» **Work required**
Your task is to repeat, word for word, the line containing "Expected: the position of each instance of the bruins" and all lines that follow it to the end of the material, and no other lines.

» **Excerpted records**

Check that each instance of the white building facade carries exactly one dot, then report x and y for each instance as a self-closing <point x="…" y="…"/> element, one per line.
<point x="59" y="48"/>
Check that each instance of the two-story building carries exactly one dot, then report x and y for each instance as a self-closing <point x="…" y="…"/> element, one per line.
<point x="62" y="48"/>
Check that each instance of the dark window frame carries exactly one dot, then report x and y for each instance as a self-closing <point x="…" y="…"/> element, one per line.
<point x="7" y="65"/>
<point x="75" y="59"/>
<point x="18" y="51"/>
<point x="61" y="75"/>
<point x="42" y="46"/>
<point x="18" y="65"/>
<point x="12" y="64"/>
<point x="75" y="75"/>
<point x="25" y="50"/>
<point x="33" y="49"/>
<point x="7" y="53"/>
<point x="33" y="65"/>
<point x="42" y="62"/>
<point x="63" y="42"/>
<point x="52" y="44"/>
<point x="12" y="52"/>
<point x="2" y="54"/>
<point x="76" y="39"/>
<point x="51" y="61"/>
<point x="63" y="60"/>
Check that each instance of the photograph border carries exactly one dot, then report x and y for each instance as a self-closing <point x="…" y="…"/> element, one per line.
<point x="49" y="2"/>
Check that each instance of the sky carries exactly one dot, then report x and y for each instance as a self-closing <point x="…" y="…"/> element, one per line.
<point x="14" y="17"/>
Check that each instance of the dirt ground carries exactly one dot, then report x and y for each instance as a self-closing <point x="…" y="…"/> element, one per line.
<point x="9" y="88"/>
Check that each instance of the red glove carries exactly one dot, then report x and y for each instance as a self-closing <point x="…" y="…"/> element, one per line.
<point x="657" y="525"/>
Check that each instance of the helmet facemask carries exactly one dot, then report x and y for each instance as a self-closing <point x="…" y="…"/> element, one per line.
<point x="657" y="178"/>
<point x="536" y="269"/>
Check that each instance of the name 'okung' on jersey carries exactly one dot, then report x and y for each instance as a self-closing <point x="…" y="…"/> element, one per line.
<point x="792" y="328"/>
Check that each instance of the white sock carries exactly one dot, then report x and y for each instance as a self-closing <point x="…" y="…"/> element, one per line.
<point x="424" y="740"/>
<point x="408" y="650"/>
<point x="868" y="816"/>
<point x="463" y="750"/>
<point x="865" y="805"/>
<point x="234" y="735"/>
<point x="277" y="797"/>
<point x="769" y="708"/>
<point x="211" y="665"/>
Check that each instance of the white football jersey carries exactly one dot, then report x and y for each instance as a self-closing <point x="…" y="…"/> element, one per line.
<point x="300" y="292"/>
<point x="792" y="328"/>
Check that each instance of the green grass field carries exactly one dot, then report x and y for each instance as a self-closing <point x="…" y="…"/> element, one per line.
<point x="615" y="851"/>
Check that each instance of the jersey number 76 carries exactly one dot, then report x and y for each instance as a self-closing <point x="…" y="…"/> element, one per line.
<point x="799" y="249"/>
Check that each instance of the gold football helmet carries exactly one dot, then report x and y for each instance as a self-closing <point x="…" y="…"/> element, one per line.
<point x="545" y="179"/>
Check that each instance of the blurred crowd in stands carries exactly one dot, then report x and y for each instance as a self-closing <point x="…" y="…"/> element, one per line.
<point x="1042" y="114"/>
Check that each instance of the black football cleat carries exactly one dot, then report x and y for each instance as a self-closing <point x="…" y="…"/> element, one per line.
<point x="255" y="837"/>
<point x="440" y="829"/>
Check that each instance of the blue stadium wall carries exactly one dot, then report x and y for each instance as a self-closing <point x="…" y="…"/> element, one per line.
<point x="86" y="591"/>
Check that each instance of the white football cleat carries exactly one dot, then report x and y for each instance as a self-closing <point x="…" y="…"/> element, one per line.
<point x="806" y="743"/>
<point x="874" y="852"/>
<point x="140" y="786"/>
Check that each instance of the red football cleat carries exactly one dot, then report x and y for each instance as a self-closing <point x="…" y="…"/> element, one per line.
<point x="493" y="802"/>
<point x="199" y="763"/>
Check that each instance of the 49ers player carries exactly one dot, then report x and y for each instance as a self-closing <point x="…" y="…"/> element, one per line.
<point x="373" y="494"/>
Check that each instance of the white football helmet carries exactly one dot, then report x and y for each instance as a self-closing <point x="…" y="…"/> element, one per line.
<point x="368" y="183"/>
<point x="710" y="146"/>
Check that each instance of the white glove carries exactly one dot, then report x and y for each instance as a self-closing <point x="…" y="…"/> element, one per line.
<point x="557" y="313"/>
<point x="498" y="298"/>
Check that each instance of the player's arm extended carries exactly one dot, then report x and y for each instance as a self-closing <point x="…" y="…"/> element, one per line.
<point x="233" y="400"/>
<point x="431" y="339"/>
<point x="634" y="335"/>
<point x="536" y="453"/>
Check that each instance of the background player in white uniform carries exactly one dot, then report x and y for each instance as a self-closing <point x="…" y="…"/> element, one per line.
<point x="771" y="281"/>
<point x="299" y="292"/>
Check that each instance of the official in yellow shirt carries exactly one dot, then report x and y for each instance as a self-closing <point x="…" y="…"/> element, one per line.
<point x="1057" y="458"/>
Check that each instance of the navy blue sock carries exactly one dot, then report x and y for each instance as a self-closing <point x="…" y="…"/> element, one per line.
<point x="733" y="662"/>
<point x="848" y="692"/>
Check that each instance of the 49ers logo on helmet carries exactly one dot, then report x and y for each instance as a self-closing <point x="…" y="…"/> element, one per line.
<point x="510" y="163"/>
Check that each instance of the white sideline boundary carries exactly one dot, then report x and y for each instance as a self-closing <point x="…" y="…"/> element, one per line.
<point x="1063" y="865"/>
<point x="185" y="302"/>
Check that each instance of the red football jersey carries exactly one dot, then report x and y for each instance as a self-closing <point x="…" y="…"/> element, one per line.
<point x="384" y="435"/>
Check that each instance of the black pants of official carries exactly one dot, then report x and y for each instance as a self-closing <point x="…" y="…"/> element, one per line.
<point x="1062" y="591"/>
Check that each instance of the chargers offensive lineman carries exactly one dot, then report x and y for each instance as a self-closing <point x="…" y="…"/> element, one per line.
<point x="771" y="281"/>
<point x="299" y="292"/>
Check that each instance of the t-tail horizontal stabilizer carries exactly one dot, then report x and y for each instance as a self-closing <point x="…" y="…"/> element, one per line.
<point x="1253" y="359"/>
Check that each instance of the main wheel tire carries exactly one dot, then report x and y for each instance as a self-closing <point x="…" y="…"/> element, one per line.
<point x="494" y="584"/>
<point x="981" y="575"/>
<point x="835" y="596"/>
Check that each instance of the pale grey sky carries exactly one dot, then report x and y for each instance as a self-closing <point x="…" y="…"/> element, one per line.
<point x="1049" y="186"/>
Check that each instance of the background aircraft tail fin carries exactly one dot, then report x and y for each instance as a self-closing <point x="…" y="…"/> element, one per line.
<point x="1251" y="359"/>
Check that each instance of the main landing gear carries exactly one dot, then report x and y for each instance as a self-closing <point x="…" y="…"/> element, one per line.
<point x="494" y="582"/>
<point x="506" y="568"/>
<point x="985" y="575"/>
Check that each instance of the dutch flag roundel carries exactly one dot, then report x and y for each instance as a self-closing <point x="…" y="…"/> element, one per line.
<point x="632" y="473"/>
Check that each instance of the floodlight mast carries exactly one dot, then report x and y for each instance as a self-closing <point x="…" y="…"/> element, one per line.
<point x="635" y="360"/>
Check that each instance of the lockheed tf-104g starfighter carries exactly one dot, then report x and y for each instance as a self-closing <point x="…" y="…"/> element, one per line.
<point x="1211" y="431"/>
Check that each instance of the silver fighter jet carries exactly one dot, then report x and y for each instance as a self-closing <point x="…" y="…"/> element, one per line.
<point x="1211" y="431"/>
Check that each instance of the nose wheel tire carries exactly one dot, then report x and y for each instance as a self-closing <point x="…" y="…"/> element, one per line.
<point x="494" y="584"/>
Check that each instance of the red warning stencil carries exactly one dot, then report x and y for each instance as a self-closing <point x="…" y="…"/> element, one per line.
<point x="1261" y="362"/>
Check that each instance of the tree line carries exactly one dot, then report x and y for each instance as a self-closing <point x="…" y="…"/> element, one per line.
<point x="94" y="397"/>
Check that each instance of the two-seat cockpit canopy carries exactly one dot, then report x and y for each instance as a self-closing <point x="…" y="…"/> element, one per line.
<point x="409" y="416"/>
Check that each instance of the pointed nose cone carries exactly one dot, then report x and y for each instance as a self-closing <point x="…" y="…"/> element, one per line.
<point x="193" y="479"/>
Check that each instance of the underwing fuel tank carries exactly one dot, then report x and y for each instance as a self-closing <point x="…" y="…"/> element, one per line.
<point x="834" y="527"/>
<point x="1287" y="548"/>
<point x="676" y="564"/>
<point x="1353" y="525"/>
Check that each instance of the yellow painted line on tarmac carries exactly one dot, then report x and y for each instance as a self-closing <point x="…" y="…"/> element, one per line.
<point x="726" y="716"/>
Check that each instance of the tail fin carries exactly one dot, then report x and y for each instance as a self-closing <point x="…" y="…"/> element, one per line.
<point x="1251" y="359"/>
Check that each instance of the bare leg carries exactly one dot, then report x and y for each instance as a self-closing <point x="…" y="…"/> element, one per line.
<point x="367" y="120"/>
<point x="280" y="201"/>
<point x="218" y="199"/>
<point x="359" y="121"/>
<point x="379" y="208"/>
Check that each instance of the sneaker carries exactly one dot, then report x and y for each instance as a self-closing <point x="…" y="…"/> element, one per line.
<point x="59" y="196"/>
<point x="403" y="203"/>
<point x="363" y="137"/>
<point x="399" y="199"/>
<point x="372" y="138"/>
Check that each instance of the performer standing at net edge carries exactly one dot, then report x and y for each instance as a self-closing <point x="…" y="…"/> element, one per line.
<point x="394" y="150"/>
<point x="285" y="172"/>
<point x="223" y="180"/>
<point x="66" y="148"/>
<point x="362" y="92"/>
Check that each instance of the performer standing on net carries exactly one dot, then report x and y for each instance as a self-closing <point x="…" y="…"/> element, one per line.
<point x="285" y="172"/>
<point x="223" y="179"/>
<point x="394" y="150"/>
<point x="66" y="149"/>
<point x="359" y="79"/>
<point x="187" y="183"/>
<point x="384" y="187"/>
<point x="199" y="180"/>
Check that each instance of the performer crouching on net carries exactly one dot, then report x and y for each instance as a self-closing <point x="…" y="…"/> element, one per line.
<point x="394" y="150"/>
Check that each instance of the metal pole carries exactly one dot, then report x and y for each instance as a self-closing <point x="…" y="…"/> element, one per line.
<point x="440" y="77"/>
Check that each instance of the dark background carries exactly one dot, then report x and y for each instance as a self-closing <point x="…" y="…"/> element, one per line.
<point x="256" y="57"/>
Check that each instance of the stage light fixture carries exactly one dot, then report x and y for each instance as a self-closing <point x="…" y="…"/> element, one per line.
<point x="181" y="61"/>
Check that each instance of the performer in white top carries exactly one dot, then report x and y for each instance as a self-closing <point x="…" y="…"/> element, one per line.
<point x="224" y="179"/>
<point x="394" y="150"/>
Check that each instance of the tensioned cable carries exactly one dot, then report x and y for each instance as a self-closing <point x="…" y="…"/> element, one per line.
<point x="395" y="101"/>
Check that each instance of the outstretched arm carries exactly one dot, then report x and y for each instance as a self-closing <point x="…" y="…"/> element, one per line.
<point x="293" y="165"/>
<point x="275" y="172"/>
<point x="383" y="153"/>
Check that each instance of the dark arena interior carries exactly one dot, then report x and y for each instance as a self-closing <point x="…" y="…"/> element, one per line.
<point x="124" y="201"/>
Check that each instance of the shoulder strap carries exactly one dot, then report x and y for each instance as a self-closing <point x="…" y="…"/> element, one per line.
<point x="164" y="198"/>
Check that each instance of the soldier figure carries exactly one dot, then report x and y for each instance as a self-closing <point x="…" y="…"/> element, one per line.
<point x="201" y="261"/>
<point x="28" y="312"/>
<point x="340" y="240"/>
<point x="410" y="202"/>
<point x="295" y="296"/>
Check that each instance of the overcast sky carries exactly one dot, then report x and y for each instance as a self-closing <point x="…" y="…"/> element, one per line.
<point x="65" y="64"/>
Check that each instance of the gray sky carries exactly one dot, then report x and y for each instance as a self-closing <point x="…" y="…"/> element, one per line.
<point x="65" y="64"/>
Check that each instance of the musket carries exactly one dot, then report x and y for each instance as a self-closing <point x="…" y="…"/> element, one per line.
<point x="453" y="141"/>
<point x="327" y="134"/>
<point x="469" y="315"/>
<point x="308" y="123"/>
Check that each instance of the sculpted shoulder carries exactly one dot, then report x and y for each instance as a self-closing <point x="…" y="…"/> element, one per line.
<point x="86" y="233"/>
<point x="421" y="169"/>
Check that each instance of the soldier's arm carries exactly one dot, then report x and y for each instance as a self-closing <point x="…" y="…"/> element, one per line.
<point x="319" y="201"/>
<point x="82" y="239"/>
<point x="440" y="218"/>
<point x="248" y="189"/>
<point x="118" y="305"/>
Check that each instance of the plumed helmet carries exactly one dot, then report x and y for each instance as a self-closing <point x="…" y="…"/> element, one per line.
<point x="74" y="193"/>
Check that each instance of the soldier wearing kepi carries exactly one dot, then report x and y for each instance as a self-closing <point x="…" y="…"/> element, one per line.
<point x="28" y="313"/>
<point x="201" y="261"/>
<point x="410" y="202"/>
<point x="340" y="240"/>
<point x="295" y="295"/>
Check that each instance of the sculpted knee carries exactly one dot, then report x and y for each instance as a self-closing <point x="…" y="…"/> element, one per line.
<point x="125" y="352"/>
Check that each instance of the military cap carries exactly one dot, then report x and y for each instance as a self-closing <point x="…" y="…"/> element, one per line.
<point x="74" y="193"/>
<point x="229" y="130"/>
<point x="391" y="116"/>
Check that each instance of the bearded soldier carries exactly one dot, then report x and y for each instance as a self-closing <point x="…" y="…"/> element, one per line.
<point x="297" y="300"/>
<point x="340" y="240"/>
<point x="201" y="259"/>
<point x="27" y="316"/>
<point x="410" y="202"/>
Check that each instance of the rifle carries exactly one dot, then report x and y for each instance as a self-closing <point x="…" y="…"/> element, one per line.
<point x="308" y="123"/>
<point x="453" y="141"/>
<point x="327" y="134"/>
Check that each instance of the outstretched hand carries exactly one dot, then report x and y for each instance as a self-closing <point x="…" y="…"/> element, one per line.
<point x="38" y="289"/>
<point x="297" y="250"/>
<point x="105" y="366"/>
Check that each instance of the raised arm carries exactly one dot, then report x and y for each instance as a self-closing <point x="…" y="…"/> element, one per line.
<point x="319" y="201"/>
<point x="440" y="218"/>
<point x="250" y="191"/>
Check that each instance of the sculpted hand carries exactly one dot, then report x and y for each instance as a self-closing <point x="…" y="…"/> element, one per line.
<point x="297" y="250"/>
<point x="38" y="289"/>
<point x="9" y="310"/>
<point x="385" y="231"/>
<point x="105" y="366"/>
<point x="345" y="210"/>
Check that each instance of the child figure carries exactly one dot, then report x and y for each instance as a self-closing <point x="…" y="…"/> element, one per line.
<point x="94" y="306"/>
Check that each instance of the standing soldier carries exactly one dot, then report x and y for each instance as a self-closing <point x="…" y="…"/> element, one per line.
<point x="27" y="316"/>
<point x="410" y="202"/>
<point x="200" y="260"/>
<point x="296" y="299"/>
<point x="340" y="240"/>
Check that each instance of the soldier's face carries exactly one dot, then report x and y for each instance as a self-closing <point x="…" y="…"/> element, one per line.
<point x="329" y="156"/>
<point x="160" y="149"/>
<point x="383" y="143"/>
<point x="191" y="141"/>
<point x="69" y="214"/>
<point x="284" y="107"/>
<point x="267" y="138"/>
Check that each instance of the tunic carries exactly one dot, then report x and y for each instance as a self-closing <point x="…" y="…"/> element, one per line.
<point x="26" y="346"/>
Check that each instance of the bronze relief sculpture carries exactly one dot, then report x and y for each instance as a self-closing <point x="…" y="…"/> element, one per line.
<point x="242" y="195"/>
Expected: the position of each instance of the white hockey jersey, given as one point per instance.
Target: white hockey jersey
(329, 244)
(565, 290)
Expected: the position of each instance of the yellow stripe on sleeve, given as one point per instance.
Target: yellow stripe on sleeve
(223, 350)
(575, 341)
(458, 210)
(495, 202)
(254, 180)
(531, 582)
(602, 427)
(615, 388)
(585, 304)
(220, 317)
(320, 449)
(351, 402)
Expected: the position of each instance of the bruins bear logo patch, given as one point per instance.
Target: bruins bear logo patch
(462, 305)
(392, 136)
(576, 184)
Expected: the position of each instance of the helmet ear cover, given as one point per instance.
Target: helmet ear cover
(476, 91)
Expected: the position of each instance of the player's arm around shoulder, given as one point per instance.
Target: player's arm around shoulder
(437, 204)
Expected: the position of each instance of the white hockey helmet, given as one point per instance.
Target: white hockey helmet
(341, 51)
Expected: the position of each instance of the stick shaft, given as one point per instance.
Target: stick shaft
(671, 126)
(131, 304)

» **Response to this exercise**
Expected: the position of each instance of the bruins bear logo patch, given as one point per instance.
Target: bruins bear logo patch
(462, 305)
(392, 136)
(576, 184)
Expected: the position of each instance of the helmet ear cover, given as one point per instance.
Target: helmet ear cover
(476, 91)
Expected: the position of each instance of the player's arm around shoulder, given as one point per instance.
Target: player's arm around shoulder
(437, 204)
Expected: the position of each instance of the white hockey helmet, given as one point per instance.
Target: white hockey helmet
(341, 51)
Expected: the position of each instance of the stick shaft, given as one point per instance.
Target: stick shaft
(671, 126)
(131, 304)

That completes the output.